__EXTRACTED ENTRIES__.
--------------------------------

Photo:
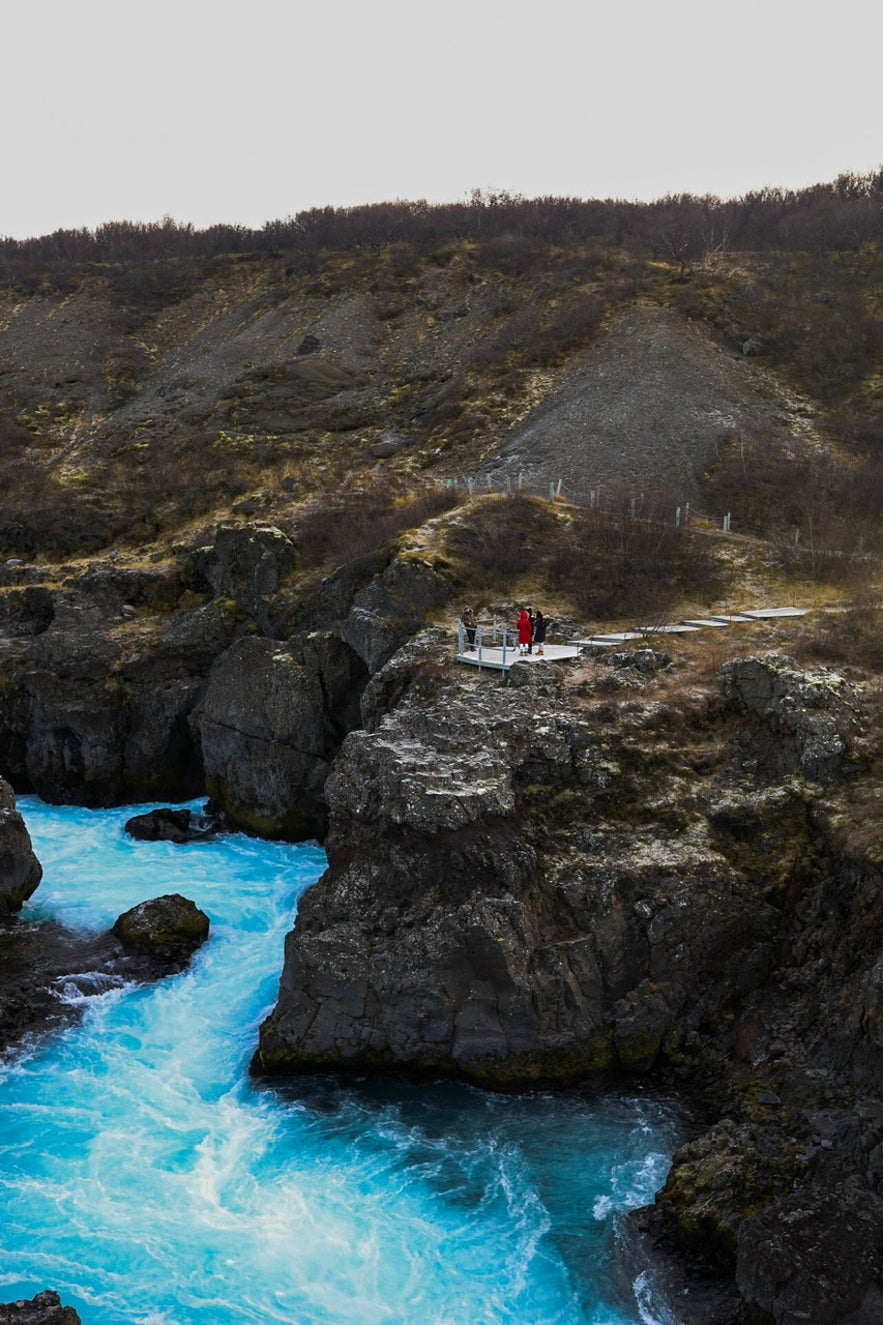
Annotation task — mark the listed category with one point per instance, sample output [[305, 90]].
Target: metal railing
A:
[[489, 635]]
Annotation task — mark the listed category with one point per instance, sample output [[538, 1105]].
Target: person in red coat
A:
[[525, 631]]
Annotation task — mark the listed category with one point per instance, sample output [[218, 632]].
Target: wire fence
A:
[[804, 543]]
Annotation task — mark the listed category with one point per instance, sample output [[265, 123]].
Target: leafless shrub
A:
[[614, 566], [350, 524], [499, 539]]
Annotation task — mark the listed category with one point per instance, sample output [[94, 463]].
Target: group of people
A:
[[532, 630]]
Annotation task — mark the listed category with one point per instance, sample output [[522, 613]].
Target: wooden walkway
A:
[[497, 648]]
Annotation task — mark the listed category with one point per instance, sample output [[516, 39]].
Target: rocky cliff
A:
[[626, 873]]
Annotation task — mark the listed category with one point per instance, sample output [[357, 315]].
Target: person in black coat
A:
[[538, 631]]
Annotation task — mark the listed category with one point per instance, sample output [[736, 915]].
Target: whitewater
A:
[[147, 1179]]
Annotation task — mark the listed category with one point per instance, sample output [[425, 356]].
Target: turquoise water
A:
[[146, 1178]]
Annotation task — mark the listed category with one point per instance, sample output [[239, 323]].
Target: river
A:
[[150, 1182]]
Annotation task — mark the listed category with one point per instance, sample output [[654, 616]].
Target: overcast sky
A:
[[212, 111]]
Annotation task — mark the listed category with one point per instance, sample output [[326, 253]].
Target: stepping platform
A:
[[501, 660]]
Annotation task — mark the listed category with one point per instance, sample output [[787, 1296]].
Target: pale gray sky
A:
[[249, 111]]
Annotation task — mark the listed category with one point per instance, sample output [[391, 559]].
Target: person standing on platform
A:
[[525, 632]]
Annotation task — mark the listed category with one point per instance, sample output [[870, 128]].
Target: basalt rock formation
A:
[[43, 1309], [20, 871], [528, 887], [122, 684], [169, 928]]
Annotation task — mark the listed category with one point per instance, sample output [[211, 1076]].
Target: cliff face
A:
[[529, 888], [20, 871]]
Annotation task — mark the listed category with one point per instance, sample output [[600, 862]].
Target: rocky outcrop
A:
[[268, 737], [43, 963], [179, 826], [20, 871], [248, 565], [525, 889], [545, 965]]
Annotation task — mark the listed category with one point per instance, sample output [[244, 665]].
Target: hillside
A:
[[137, 399]]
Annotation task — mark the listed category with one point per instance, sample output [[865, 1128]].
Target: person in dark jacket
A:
[[470, 627], [525, 631]]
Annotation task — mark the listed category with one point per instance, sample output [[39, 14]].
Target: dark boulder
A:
[[268, 737], [20, 871], [179, 826], [814, 1258], [43, 1309], [248, 565], [169, 928]]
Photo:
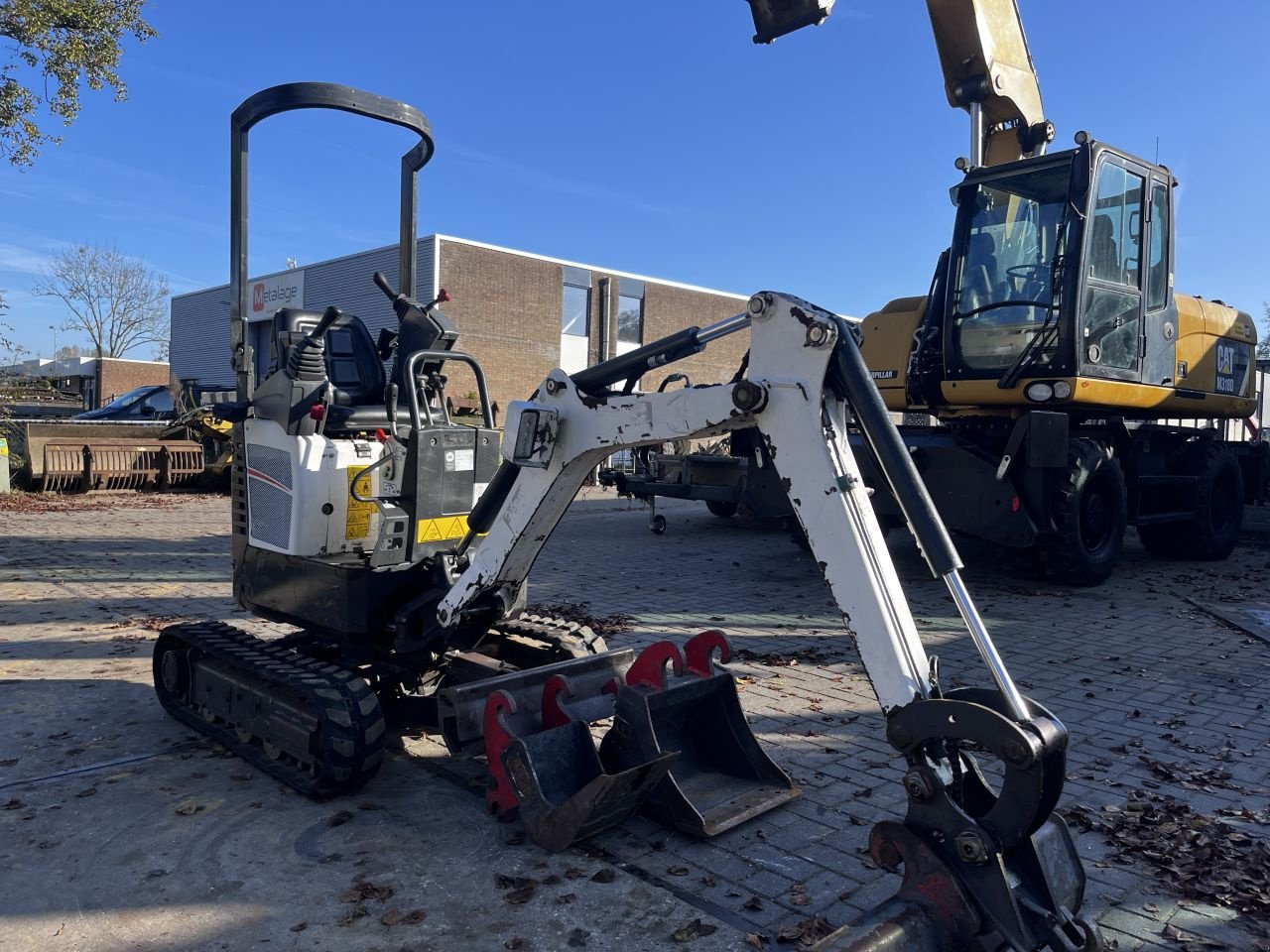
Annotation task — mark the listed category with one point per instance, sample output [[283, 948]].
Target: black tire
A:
[[1214, 531], [1089, 511]]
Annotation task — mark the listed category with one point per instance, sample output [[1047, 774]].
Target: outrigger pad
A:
[[722, 777]]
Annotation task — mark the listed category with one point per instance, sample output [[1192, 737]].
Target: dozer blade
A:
[[722, 777], [547, 769]]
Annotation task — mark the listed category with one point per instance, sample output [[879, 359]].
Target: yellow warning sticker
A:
[[357, 525], [447, 527]]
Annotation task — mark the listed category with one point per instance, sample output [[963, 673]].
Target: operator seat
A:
[[1103, 255], [980, 272], [352, 365]]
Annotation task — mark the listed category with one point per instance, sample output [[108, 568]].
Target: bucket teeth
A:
[[722, 775], [680, 748]]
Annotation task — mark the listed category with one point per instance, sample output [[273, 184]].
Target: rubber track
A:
[[350, 725], [571, 639]]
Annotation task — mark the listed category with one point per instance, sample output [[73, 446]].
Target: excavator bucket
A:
[[554, 777], [721, 777], [775, 18]]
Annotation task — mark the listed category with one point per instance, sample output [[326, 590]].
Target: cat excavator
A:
[[1051, 353], [398, 542]]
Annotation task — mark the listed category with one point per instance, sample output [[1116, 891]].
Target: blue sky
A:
[[643, 135]]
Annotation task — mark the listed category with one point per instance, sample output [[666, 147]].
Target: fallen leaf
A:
[[359, 892], [694, 930], [518, 897], [352, 915]]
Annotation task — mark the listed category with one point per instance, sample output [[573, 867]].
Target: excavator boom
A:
[[988, 71], [982, 870]]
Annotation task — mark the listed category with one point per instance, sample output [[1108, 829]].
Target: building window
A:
[[630, 311], [575, 312]]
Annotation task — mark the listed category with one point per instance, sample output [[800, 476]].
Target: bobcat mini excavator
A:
[[400, 544]]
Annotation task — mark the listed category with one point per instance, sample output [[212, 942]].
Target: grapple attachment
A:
[[549, 770], [721, 777]]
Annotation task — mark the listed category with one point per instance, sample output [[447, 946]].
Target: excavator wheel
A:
[[1089, 512], [1214, 531], [313, 725]]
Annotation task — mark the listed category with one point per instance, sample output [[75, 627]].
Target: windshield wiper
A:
[[1048, 329]]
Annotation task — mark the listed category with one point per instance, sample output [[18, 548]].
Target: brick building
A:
[[95, 380], [518, 313]]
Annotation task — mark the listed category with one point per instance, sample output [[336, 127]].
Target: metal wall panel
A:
[[199, 341]]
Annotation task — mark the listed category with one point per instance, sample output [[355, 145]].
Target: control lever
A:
[[400, 302], [327, 318]]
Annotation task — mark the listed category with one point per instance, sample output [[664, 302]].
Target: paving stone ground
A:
[[1142, 671]]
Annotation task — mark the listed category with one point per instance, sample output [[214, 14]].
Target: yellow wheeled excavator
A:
[[1051, 350], [399, 543], [1052, 345]]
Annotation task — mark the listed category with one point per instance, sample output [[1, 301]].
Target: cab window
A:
[[1116, 229], [1157, 273]]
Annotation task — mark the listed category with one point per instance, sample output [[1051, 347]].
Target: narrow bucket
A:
[[721, 777], [547, 770], [564, 793]]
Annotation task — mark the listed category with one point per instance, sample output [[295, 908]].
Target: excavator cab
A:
[[1058, 291]]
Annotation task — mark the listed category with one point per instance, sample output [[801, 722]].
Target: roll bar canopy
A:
[[313, 95]]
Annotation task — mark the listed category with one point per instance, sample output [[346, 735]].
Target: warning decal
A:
[[358, 522], [447, 527]]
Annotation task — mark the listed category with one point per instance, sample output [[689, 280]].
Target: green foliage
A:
[[58, 45]]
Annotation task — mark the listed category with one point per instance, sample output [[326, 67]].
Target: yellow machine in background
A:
[[1052, 356], [1052, 345], [1051, 349]]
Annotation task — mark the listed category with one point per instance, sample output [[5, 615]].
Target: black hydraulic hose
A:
[[597, 380], [849, 376], [481, 517]]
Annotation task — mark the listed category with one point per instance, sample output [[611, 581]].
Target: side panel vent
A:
[[268, 495]]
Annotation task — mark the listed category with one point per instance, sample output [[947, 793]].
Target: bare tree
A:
[[118, 301]]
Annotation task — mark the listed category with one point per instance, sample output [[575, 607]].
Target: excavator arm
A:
[[987, 68], [985, 866]]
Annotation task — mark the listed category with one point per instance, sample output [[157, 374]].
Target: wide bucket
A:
[[563, 791], [721, 777]]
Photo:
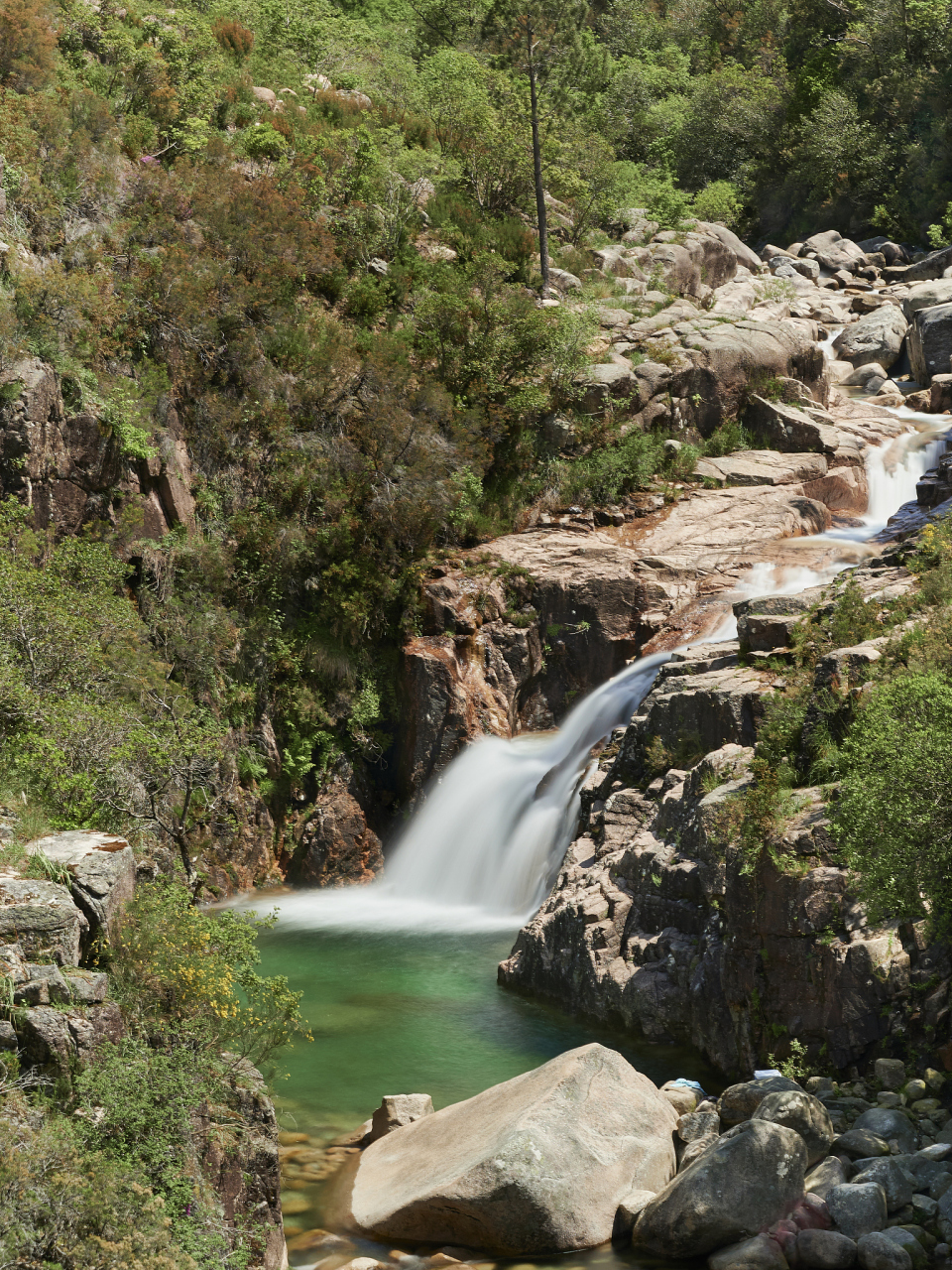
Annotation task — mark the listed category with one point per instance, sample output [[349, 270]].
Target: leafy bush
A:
[[893, 817], [608, 472], [62, 1206], [179, 968], [719, 200]]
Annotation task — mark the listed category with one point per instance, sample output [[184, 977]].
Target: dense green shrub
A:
[[893, 817], [62, 1206]]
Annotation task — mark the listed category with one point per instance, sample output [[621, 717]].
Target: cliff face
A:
[[662, 924], [516, 631], [70, 467]]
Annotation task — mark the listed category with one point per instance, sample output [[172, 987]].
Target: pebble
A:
[[293, 1205], [293, 1139]]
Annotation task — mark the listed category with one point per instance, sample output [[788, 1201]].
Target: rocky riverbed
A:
[[585, 1150]]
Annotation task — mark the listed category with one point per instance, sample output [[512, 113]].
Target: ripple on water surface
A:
[[411, 1012]]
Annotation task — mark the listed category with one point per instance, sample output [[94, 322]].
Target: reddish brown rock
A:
[[245, 1174], [335, 846]]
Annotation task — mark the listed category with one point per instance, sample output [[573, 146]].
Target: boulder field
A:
[[584, 1148], [657, 925], [703, 330]]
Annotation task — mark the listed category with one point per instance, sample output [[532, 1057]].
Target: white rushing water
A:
[[485, 844]]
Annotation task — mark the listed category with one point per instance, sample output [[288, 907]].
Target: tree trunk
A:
[[537, 166]]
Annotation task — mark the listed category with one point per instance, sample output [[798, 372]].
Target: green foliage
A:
[[611, 471], [61, 1206], [180, 969], [720, 200], [893, 817], [726, 440], [794, 1066]]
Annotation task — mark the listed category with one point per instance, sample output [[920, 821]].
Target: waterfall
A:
[[485, 844]]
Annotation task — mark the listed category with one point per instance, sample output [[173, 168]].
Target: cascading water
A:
[[483, 848]]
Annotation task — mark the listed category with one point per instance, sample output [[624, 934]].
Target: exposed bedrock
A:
[[538, 1164], [518, 630], [70, 468], [658, 922]]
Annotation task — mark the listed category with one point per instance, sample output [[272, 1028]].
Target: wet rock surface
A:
[[656, 921], [537, 1164]]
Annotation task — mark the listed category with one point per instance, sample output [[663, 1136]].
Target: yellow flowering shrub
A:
[[190, 970]]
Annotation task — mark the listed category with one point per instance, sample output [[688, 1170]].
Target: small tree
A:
[[27, 45], [540, 40]]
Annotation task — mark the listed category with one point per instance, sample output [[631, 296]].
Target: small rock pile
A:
[[769, 1176], [876, 1187]]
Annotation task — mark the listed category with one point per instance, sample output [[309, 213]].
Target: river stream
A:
[[399, 978]]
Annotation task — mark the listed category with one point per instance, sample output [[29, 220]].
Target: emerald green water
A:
[[413, 1012]]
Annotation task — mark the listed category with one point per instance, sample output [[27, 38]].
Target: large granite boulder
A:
[[724, 356], [763, 467], [890, 1125], [897, 1184], [538, 1164], [878, 336], [102, 867], [55, 1040], [857, 1209], [740, 1101], [834, 252], [930, 343], [789, 429], [42, 919], [744, 255], [925, 295], [932, 266], [802, 1112], [744, 1183]]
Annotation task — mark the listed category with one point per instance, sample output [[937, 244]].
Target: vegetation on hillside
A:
[[312, 231], [114, 1164]]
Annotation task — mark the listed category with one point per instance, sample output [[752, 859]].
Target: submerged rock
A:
[[802, 1112], [538, 1164]]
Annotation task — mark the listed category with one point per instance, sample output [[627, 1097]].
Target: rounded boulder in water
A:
[[906, 1239], [826, 1175], [538, 1164], [746, 1182], [739, 1102], [802, 1112], [857, 1209], [896, 1182], [762, 1252], [825, 1250], [890, 1125], [878, 1252]]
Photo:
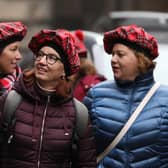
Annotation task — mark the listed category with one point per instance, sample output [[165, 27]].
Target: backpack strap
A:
[[81, 117], [12, 101]]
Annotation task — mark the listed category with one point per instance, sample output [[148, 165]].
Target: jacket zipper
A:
[[42, 131]]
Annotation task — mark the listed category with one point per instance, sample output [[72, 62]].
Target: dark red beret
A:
[[61, 39], [133, 35]]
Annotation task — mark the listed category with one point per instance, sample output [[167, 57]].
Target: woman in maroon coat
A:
[[87, 76], [45, 118]]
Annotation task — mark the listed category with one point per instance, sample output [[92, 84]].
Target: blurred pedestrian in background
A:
[[111, 103], [11, 34], [87, 76], [43, 133]]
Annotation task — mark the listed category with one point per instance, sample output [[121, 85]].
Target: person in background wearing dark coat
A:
[[45, 119], [111, 103], [87, 76], [11, 35]]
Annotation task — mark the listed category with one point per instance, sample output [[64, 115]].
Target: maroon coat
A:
[[43, 133]]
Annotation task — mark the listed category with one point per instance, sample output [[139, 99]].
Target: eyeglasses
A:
[[50, 58]]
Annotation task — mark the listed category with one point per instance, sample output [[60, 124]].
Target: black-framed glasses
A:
[[50, 58]]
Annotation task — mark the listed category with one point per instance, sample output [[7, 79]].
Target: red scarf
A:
[[6, 82]]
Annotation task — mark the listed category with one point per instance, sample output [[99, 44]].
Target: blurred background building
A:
[[69, 14]]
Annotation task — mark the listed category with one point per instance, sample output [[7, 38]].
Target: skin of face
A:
[[124, 62], [48, 75], [10, 57]]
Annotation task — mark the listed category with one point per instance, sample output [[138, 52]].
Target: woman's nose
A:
[[18, 55]]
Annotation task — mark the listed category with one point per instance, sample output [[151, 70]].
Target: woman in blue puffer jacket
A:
[[111, 103]]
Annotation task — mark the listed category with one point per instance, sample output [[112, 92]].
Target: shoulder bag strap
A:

--------------------------------

__WORK TO COMPLETE__.
If a line of the listing above holds the string "warning", copy it.

__REPLY TO THE EXERCISE__.
Target: yellow warning sticker
Target: warning decal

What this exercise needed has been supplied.